LEESTEKST =>
------------------------
Het Hof van Justitie heeft de zaak ingeschreven onder nummer C-145/16 en heeft op 16 februari 2017 arrest gewezen (verder ook: het arrest), waarvan het dictum luidt:
“De gecombineerde nomenclatuur in bijlage I bij verordening (EEG) nr. 2658/87 van de Raad van 23 juli 1987 met betrekking tot de tarief‑ en statistieknomenclatuur en het gemeenschappelijk douanetarief, in de versie ervan die voortvloeit uit uitvoeringsverordening (EU) nr. 927/2012 van de Commissie van 9 oktober 2012, moet aldus worden uitgelegd dat een driewielig voertuig als in het hoofdgeding, dat is uitgerust met banden die zijn vervaardigd voor driewielige motorrijwielen maar lijken op die voor automobielen, wordt bediend door middel van een stuurstang en is voorzien van een stuurinrichting die is gebaseerd op het Ackerman-principe, onder post 8703 van deze nomenclatuur valt.”
In punt 34 van zijn arrest heeft het Hof van Justitie het volgende overwogen:
34. Wat de geldigheid van verordening nr. 301/2012 betreft, moet worden vastgesteld dat uit het onderzoek van de prejudiciële vraag niet is gebleken van feiten of omstandigheden die de geldigheid van deze verordening kunnen aantasten, voor zover daarin is voorzien dat een nieuw driewielig motorvoertuig dat met name een stuurinrichting als van een automobiel heeft die wordt bediend door middel van een stuurstang, wordt ingedeeld onder onderverdeling 8703 21 00.
1.4.
------------------------
GEGEVENSBLOK =>
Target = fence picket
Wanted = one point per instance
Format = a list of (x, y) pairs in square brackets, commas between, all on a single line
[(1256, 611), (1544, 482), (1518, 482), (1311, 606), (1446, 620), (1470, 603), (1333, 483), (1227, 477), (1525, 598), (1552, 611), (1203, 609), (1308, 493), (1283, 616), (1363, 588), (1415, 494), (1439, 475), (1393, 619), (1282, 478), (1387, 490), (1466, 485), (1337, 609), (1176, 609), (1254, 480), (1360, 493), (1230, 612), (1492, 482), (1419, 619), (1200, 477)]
------------------------
OPDRACHTDOEL => Schrijf een vervolg op de leestekst over het arrest van het Hof van Justitie in zaak C-145/16 en begin na de laatste zin die wordt getoond.

GESCHREVEN ANTWOORD =>
Het proces-verbaal van de mondelinge behandeling op 26 januari 2016 alsmede het proces-verbaal van het onderzoek ter plaatse op de voet van artikel 8:50 van de Algemene wet bestuursrecht, dat op diezelfde datum heeft plaatsgevonden, worden met de onderwerpelijke uitspraak meegezonden.
1.5.
Partijen zijn in de gelegenheid gesteld een reactie op het arrest in te dienen. De inspecteur heeft bij brief van 28 maart 2017 gereageerd, welke brief in afschrift aan belanghebbende is verzonden. Belanghebbende heeft afgezien van een reactie op het arrest.
1.6.
Naar aanleiding van het arrest en in verband met de gewijzigde samenstelling van de raadkamer, zijn partijen uitgenodigd voor een tweede mondelinge behandeling van het hoger beroep op 16 mei 2017. Partijen hebben kenbaar gemaakt dat zij niet bij deze mondelinge behandeling aanwezig zullen zijn.

2.De rechtsoverwegingen

2.1.
Uit het onder 1.3 aangehaalde dictum en punt 34 van het arrest van het Hof van Justitie, volgt dat Uitvoeringsverordening (EU) Nr. 301/2012 van de Commissie van 2 april 2012
tot indeling van bepaalde goederen in de gecombineerde nomenclatuur geldig is en dat het onderwerpelijke voertuig onder post 8703 van de gecombineerde nomenclatuur dient te worden ingedeeld. Gelet op de cilinderinhoud van 998 cm3 en gelet op de omstandigheid dat het een nieuw voertuig betreft, dient indeling plaats te vinden onder GN-onderverdeling 8703 21 90. De door belanghebbende in haar aangifte vermelde goederencode is derhalve juist.
2.2.
Uit het vorenoverwogene volgt dat het hoger beroep ongegrond is en dat de uitspraak van de rechtbank dient te worden bevestigd.

3.Kosten

Het Hof acht geen termen aanwezig voor een veroordeling in de kosten op de voet van artikel 8:75 van de Algemene wet bestuursrecht.

4.Beslissing

Het Hof bevestigt de uitspraak van de rechtbank.
De uitspraak is gedaan door mrs. B.A. van Brummelen, voorzitter, F.J.P.M. Haas en
C.J. Hummel, leden van de douanekamer, in tegenwoordigheid van mr. C. Lambeck als griffier. De beslissing is op 18 mei 2017 in het openbaar uitgesproken.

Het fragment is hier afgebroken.